* SET EXERCISE: What is needed is an exact copy of the entries below, from the line that contains "of the paved" through the final line, both included, and nothing else.

* RECORDS SUPPLIED:
-- Begin --
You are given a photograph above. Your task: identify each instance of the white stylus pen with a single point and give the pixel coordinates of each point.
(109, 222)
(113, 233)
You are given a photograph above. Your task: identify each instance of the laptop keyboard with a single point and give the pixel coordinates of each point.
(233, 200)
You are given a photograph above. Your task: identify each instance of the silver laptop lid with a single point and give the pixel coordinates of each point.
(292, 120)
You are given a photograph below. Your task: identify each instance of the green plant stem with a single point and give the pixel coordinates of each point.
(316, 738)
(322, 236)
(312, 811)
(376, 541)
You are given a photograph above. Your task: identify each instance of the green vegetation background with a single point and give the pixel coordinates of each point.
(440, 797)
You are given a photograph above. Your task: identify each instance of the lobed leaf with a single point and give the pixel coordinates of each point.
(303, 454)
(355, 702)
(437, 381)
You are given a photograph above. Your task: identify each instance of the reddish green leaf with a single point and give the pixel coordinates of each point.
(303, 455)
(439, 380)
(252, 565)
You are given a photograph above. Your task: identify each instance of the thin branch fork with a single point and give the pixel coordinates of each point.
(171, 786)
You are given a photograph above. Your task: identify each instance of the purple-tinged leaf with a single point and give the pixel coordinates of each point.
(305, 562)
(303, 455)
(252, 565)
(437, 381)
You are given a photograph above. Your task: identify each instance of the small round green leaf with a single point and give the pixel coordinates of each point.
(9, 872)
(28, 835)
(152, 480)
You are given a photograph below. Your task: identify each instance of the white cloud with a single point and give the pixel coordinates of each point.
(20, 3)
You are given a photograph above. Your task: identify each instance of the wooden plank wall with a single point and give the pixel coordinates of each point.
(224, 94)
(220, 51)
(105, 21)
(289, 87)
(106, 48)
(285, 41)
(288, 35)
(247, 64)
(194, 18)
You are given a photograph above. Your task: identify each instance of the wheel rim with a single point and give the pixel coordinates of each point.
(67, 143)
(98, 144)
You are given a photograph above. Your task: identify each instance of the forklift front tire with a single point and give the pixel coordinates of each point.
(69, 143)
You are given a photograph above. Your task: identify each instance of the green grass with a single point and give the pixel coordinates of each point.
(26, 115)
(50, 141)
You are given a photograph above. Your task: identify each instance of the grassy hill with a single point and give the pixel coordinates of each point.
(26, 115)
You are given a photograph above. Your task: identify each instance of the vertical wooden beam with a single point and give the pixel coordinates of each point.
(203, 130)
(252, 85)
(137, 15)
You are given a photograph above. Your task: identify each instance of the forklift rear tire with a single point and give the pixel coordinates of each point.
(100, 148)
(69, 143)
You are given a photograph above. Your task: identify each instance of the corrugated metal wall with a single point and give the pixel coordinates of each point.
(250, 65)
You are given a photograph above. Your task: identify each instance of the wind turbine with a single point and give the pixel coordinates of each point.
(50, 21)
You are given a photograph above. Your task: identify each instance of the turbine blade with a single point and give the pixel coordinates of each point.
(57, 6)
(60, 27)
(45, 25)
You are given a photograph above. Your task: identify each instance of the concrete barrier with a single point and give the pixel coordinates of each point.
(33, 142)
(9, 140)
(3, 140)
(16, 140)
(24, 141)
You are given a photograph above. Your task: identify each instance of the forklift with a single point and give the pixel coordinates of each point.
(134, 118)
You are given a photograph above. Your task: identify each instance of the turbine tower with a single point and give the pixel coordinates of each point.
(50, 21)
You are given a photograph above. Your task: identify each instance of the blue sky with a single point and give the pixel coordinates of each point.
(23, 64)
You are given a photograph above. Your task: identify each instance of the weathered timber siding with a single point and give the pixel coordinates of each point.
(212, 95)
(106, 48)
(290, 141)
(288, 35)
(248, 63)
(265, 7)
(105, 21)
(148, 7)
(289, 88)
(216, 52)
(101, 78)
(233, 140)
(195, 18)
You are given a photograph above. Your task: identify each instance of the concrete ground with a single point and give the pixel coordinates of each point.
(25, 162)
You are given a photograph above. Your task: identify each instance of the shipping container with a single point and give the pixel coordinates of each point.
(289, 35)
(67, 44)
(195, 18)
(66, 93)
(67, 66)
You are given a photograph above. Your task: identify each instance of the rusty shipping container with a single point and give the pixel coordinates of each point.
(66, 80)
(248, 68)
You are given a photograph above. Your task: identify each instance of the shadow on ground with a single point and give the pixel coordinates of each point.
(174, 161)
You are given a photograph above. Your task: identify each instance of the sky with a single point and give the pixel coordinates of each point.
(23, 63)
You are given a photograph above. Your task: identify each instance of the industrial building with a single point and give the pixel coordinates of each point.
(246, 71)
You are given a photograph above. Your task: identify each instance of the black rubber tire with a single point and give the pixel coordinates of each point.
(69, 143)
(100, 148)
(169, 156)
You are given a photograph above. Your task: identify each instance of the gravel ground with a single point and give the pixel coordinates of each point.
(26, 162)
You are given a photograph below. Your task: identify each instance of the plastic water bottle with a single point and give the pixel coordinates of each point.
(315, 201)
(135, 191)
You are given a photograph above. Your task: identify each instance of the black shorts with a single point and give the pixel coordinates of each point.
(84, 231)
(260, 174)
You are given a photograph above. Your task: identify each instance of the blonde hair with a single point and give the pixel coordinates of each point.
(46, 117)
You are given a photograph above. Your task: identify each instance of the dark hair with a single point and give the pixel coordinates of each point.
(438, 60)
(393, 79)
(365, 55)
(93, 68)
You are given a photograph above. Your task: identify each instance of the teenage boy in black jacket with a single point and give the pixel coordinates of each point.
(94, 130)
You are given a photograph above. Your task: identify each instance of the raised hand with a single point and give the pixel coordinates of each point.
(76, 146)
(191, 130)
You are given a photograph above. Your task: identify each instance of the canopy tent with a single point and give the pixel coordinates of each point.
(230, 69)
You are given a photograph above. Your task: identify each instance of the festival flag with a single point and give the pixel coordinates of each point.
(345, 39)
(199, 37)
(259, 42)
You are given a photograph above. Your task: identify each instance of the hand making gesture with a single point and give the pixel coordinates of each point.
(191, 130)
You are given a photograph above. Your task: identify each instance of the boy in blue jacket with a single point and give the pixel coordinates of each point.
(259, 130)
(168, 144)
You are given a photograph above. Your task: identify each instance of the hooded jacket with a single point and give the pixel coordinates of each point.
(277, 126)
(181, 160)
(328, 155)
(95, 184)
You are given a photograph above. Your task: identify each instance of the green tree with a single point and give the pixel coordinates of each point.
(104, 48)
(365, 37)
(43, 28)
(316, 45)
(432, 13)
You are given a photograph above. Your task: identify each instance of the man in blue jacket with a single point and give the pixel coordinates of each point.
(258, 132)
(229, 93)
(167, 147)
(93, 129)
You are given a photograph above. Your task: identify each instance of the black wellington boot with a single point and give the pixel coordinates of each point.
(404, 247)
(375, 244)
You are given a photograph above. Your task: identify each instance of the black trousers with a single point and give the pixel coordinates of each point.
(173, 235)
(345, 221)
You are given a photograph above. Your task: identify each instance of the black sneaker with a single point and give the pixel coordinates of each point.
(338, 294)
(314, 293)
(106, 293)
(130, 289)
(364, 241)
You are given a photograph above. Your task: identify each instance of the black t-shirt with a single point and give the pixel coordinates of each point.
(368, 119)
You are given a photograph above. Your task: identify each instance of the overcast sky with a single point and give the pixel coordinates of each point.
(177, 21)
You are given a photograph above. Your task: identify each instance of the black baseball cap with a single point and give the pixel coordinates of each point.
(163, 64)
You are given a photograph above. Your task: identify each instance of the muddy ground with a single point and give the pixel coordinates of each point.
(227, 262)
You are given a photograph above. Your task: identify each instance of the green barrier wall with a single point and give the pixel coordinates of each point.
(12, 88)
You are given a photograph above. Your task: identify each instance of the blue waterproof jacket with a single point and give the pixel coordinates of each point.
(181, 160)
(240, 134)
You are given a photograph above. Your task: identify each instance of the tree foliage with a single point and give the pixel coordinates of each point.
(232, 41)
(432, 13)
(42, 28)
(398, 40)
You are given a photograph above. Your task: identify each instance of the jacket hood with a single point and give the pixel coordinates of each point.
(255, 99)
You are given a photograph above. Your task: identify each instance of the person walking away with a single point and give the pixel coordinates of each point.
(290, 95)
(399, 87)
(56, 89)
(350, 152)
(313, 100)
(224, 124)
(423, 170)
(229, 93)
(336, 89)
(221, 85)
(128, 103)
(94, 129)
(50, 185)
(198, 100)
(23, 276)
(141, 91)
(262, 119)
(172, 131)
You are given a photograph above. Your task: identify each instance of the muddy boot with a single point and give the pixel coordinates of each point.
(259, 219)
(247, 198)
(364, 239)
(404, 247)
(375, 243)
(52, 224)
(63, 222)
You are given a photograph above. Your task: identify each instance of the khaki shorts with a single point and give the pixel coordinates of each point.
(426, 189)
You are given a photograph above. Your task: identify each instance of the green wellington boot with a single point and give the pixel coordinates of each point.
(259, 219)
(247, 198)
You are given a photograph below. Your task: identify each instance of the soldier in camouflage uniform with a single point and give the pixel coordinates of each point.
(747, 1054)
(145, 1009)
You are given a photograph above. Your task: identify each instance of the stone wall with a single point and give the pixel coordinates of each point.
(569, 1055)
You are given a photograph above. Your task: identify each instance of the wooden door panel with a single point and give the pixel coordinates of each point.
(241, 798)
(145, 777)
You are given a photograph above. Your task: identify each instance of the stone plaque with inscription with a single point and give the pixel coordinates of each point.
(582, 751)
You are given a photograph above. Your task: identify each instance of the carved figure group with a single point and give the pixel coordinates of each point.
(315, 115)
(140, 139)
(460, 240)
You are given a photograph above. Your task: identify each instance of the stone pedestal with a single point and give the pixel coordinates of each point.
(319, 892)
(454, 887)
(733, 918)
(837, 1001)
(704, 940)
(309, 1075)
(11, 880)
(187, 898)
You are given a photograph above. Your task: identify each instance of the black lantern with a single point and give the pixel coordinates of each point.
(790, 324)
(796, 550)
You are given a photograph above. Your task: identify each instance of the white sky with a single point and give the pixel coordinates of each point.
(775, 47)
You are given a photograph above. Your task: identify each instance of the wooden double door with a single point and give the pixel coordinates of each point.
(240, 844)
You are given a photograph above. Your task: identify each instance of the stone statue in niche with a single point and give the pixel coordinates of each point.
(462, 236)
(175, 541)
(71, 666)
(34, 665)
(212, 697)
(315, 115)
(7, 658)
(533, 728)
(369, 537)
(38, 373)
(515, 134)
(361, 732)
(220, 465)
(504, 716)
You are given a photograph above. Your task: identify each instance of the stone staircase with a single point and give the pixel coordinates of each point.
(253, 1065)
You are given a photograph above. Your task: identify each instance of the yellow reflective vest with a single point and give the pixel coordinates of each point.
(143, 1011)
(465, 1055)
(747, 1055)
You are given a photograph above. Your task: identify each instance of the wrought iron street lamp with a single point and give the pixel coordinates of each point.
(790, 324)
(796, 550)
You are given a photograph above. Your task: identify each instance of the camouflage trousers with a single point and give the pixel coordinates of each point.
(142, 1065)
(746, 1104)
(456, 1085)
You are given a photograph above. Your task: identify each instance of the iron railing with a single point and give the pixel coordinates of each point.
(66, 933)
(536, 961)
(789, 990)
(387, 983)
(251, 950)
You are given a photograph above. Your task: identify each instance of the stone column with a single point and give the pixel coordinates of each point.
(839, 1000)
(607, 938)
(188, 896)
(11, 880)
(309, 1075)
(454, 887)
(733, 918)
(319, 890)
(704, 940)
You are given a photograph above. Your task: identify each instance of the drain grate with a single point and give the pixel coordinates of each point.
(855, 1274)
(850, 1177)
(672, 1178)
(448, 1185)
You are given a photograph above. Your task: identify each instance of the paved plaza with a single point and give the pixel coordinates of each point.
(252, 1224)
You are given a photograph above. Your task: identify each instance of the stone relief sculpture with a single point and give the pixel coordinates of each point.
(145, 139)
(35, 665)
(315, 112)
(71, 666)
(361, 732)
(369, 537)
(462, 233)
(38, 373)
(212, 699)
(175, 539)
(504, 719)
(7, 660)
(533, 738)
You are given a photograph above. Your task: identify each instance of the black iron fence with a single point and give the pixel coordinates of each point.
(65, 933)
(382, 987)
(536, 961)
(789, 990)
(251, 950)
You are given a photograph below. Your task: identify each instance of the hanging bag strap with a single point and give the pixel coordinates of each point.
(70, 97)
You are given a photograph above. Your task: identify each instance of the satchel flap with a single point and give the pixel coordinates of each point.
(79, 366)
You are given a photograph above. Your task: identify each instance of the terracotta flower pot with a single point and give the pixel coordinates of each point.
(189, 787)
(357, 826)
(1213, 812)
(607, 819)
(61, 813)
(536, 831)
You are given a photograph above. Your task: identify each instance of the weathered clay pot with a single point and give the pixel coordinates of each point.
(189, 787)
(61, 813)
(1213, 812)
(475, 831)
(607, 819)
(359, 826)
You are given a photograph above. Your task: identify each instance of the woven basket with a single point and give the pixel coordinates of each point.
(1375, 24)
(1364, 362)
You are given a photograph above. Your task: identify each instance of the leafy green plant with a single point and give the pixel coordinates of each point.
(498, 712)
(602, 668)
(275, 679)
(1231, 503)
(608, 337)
-- End --
* TASK ANSWER:
You are given a photograph above. Your task: identify each instance of the paved plaza with a single point and give the pixel coordinates of each point.
(252, 1224)
You are given a photograph above. Your task: identify each instance of the stone relief sculpture with a single point and give the pixel coordinates of each point.
(145, 139)
(35, 665)
(315, 112)
(71, 666)
(361, 732)
(369, 537)
(462, 233)
(38, 373)
(212, 699)
(175, 539)
(504, 719)
(7, 660)
(533, 738)
You are given a photograph above. Your task: identify each instance of the black iron fence with a single point and give the pixel coordinates of each point.
(65, 933)
(382, 987)
(536, 961)
(789, 990)
(251, 950)
You are given a photograph below. Your task: identify each instance of the hanging bag strap with a single point and give the pixel coordinates of each point.
(70, 97)
You are given a photograph above. Your task: identify each instance of the satchel flap with a single point and give the pixel coordinates of each point.
(79, 366)
You are given a photograph above. Your task: identify each instance of the terracotta flower pot with a single point and give the pixel coordinates of each point.
(189, 787)
(357, 826)
(1213, 812)
(607, 819)
(61, 813)
(536, 831)
You are given a photograph above. Your task: identify each instance of the weathered clay pot with a single point and give the pixel coordinates of each point.
(189, 787)
(61, 813)
(1213, 812)
(475, 831)
(607, 819)
(359, 826)
You are given a photograph above. Your task: identify each instance of the woven basket with a single point and give the pixel coordinates of each point.
(1375, 24)
(1364, 362)
You are given a photograph above. Your task: identify each instance of the leafy green plant with a single point and give the pixel coordinates of each point.
(498, 712)
(602, 668)
(275, 679)
(1231, 503)
(608, 337)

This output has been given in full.